++++ Excerpted data
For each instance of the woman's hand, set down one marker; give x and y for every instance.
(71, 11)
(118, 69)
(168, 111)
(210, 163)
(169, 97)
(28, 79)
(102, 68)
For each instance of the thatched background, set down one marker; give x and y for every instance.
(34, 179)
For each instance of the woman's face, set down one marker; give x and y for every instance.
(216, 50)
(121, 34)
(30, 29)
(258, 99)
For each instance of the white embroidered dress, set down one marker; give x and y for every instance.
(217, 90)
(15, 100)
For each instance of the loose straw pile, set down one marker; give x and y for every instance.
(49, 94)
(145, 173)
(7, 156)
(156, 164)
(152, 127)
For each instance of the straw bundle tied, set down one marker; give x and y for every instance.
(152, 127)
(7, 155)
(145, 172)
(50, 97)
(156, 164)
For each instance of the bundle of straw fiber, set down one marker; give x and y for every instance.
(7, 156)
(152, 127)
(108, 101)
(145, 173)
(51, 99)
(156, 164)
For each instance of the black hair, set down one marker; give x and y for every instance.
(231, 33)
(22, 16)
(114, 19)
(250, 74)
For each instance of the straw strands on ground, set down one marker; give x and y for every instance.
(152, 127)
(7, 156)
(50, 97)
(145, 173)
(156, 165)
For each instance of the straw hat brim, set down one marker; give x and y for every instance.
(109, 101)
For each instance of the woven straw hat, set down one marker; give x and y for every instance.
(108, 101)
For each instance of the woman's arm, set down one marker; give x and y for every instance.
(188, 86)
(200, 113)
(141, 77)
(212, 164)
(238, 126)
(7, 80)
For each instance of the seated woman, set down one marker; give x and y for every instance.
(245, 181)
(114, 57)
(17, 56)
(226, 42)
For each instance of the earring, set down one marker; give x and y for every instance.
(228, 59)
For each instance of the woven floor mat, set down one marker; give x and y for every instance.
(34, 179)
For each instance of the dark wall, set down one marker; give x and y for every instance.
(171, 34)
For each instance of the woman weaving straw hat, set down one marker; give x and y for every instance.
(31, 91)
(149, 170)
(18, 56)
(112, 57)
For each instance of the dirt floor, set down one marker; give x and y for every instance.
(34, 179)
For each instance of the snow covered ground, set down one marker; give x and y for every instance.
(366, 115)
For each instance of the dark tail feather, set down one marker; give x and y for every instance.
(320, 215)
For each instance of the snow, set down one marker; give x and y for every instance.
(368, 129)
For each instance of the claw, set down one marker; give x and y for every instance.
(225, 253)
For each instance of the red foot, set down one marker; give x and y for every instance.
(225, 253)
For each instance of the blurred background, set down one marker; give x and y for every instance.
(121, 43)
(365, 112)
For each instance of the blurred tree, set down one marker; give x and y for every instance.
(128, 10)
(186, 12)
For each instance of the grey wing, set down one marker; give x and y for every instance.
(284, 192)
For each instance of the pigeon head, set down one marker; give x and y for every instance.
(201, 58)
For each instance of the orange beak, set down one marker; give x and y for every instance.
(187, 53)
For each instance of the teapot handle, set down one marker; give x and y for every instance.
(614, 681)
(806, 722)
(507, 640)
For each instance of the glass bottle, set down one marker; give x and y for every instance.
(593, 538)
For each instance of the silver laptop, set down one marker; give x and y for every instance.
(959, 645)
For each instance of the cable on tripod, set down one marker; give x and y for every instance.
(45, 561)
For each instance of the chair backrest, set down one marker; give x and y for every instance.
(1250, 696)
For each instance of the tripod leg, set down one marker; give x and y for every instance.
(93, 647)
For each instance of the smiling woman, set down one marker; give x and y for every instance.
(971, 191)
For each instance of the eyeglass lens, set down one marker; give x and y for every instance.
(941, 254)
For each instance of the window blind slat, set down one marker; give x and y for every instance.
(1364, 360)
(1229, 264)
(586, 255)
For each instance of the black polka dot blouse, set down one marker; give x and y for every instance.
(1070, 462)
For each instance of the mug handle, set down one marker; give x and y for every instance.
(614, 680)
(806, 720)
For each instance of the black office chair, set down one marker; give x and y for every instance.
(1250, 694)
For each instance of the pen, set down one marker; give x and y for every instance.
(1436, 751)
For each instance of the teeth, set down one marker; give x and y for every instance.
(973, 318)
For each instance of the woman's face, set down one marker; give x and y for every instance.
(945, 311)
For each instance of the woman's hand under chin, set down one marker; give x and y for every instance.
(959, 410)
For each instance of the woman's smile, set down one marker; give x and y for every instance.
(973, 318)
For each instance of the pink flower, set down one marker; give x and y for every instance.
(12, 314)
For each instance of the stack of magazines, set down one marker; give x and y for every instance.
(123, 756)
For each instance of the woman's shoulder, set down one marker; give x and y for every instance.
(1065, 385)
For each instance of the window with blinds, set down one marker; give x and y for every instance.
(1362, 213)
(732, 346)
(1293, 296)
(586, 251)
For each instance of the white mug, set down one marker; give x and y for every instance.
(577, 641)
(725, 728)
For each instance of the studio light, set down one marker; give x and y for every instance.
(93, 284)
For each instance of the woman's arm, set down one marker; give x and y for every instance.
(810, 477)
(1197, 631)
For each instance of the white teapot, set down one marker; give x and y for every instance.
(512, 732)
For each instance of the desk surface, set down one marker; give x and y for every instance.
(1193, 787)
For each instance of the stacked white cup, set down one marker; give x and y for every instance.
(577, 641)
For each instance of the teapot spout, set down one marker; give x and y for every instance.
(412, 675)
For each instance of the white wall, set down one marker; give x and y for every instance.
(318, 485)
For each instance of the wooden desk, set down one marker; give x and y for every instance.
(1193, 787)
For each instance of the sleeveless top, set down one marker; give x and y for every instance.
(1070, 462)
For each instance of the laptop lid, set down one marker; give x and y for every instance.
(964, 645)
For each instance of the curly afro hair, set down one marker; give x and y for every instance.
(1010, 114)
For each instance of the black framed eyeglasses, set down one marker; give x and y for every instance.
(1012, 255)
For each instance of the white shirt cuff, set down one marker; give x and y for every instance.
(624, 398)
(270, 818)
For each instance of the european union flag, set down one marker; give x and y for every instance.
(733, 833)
++++++++
What you should do: Only the lines from the one containing "For each instance of the sleeveless" to the end of the data should be printed, exactly as they stand.

Right answer:
For each instance of the sleeveless top, set down one marker; give x and y for every instance.
(1070, 462)
For each instance of the laptop lid, set down one marker; give x and y for every instance.
(964, 645)
For each instance of the curly afro hair, set down one marker; give x and y for every instance.
(1010, 114)
For each instance of the black framed eyeglasses, set down one marker; give x and y for every instance.
(1012, 255)
For each instance of the white shirt cuff, set down one marker; give x and y for every instance.
(624, 398)
(270, 818)
For each instance of the european union flag, set down one marker; give x and y for every instance.
(733, 833)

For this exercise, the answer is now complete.